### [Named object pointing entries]
========

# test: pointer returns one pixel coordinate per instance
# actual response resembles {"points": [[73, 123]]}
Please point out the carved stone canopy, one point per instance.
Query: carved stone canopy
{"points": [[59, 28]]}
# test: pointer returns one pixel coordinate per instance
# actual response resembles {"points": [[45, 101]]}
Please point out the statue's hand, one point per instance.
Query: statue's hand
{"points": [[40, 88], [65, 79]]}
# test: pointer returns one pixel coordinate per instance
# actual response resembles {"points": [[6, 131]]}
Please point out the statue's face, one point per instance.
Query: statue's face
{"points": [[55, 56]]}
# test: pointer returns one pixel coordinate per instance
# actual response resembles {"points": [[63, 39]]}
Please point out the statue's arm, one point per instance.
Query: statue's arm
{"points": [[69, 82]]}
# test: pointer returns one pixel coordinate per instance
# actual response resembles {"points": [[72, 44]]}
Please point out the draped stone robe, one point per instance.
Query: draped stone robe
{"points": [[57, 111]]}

========

### [Aim of the task]
Using the entries above, please restate each one word for word.

### [Worked solution]
# test: pointer returns one pixel coordinate per instance
# actual response resembles {"points": [[73, 123]]}
Please point out the carved stone canopy, one point per instance.
Query: carved stone canopy
{"points": [[59, 28]]}
# test: pointer returns one pixel coordinate per instance
# actual response resembles {"points": [[45, 101]]}
Please point out the statue's hand, one point per instance.
Query: statue's hand
{"points": [[40, 88], [65, 79]]}
# test: pointer returns one pixel coordinate per instance
# actual response resembles {"points": [[6, 131]]}
Please point out the statue's face, one point per instance.
Query: statue's face
{"points": [[55, 56]]}
# test: pointer returns one pixel coordinate per instance
# actual response resembles {"points": [[63, 39]]}
Please point out the statue's arm, one point per instance.
Query: statue's arm
{"points": [[69, 82]]}
# test: pointer returns one pixel coordinate per instance
# actual response resembles {"points": [[72, 44]]}
Please point out the draped stone robe, one point per instance.
Query: draped stone robe
{"points": [[57, 111]]}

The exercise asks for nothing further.